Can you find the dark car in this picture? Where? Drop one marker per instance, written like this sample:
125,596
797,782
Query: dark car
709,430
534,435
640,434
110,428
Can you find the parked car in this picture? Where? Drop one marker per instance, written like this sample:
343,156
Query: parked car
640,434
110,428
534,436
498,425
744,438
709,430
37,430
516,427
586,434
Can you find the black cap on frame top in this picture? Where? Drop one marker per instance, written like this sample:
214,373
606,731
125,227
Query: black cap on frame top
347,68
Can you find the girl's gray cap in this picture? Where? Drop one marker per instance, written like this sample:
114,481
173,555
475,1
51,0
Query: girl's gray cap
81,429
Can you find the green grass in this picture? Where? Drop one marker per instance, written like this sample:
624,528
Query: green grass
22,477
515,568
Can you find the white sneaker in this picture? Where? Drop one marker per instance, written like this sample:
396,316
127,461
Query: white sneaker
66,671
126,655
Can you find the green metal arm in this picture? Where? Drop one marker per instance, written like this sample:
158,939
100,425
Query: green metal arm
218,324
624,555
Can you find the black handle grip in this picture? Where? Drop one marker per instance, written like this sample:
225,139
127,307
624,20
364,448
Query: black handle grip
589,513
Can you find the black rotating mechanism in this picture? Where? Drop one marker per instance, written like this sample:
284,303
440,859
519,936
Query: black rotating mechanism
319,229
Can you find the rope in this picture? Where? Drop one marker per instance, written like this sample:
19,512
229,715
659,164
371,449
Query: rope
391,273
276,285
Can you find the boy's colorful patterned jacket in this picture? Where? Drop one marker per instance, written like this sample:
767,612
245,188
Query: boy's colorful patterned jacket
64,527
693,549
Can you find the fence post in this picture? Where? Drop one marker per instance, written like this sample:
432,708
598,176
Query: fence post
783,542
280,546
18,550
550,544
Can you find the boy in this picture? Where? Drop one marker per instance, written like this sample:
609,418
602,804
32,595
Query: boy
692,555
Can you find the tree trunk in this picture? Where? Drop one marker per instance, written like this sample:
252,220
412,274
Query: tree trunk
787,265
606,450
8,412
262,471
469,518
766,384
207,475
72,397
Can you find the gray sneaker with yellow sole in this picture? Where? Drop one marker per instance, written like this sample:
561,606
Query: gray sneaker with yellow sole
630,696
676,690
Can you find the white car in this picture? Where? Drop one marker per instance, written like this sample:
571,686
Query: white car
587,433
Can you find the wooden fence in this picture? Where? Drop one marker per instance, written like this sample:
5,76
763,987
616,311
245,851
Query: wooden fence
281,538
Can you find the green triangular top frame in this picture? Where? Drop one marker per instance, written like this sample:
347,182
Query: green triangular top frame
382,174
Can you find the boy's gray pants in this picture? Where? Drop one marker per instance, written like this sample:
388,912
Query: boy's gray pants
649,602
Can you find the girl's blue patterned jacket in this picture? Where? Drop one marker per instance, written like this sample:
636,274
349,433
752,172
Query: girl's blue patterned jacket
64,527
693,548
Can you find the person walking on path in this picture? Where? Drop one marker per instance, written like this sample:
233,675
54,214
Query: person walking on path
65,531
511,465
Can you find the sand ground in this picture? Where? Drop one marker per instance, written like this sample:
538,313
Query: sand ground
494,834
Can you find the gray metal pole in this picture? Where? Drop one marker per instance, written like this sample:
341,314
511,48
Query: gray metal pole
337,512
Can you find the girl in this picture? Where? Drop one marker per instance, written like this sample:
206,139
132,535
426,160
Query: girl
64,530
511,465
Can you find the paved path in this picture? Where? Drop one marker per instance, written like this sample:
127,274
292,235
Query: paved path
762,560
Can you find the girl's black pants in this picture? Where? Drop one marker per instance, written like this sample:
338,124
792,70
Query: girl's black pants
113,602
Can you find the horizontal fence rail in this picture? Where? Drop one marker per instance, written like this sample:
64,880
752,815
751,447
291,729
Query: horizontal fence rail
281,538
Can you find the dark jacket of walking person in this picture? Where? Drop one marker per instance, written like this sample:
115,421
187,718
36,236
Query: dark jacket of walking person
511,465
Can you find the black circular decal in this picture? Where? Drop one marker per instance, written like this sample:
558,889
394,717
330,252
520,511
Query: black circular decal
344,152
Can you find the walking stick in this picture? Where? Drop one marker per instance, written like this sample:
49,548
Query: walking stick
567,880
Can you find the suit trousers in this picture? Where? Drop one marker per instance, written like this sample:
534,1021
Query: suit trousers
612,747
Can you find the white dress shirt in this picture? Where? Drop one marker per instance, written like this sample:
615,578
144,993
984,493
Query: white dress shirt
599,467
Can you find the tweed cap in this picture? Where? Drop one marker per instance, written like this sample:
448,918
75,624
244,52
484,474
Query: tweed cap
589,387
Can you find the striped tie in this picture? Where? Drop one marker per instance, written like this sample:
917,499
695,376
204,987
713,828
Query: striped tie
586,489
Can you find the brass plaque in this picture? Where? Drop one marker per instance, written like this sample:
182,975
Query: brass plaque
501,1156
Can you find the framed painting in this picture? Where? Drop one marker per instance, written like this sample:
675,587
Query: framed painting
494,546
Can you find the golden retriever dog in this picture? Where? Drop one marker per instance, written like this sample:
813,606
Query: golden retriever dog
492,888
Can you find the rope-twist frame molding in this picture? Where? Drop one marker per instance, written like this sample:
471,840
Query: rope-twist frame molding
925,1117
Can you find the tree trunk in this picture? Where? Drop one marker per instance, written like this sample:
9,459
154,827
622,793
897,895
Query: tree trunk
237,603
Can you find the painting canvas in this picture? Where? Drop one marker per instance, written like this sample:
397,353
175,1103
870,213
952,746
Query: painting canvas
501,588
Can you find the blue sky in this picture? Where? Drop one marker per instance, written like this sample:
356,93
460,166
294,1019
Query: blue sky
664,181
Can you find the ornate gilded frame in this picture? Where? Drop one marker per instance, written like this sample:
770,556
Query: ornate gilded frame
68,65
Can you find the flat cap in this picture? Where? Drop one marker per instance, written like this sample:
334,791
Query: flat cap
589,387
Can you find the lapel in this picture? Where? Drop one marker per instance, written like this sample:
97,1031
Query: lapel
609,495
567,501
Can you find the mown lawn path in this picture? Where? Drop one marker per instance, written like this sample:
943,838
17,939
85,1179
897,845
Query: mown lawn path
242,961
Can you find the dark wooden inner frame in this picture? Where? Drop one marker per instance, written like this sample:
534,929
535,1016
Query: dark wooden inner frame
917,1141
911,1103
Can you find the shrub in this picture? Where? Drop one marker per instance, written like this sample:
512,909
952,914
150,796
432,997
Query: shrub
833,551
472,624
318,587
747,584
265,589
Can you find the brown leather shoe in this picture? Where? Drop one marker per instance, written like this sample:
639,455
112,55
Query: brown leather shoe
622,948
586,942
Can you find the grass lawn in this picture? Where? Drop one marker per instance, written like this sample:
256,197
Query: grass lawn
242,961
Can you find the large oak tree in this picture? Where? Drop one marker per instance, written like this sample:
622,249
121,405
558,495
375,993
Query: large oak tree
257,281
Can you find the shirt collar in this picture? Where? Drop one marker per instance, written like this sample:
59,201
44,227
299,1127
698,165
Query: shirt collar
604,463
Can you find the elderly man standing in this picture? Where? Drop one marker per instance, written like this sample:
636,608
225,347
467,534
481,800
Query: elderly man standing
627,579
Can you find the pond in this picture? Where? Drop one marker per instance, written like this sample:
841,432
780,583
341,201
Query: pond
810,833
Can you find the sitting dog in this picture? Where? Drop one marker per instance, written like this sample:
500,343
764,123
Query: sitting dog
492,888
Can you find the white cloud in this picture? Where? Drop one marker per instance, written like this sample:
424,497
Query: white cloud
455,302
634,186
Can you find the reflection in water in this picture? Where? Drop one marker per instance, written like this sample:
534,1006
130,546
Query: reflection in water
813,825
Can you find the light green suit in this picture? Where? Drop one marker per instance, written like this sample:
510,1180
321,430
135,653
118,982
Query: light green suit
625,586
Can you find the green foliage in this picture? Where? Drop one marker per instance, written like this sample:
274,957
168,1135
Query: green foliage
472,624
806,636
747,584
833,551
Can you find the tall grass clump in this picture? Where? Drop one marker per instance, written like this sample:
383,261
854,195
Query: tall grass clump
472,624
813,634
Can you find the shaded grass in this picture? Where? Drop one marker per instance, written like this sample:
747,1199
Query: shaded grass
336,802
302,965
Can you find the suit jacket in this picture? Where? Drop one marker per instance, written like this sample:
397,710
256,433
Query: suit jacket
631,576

» **What the task requires**
Output only an exact transcription of the lines above from the one with "Query: girl's gray cap" up to and including the one with "Can you find the green metal".

» **Result**
Query: girl's gray cap
81,429
Can you find the green grass in this picture? Where? Drop one marker per instance, written like this sample:
624,528
Query: green grass
22,477
515,568
Can you find the white sneaker in this picture? Where? Drop one marker per instance, written like this sample:
396,316
127,461
Query: white sneaker
66,671
126,655
Can you find the green metal arm in this picture? Where? Drop one marker per instance, written like this sample:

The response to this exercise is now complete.